## MATERIAL FOR THIS TASK
Begin

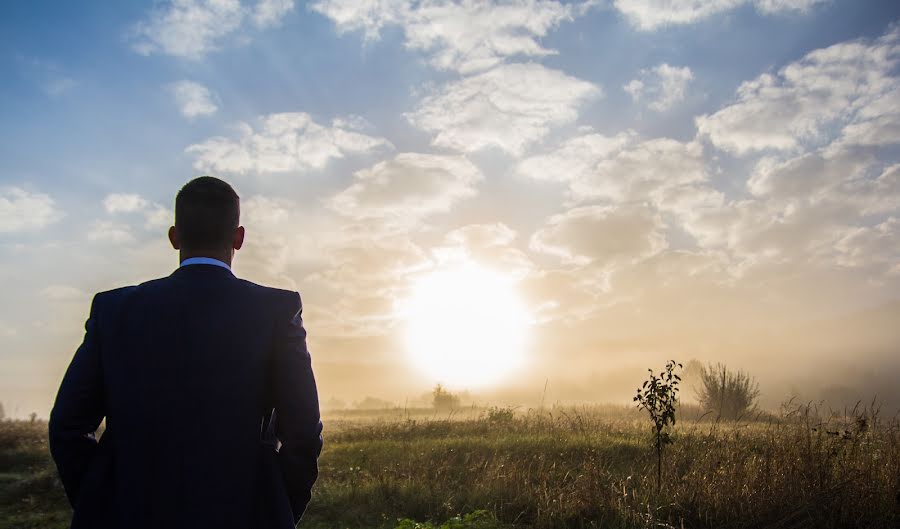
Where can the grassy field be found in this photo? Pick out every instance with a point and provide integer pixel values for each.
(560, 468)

End
Begin

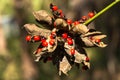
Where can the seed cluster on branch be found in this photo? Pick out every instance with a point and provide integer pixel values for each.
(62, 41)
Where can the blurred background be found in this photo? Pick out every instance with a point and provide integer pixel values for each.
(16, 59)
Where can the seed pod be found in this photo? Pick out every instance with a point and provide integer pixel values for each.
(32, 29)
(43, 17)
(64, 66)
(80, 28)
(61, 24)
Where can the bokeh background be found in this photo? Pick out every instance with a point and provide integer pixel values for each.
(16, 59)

End

## GIVEN PROBLEM
Please pick out every line in the rows above that contains the string "values", treating uppercase and lowercase as different, and copy each of those lines.

## FULL OUTPUT
Where can the grassy field be found in this photo? Pick out every instance with a point and provide integer pixel values for each.
Where can the seed cluster on branch be found in this photo? Pick out every instance with a point and provide integer pixel values for each.
Where can the blurred background be found in this photo? Pick out every instance with a point and provide integer pixel values for each.
Where can the seed pod be found in this photo? Pick out every instance with a point and provide integer pixel values for each.
Where can the bokeh background be found in this photo? Pick out every instance with a point and provide integer pixel values for each.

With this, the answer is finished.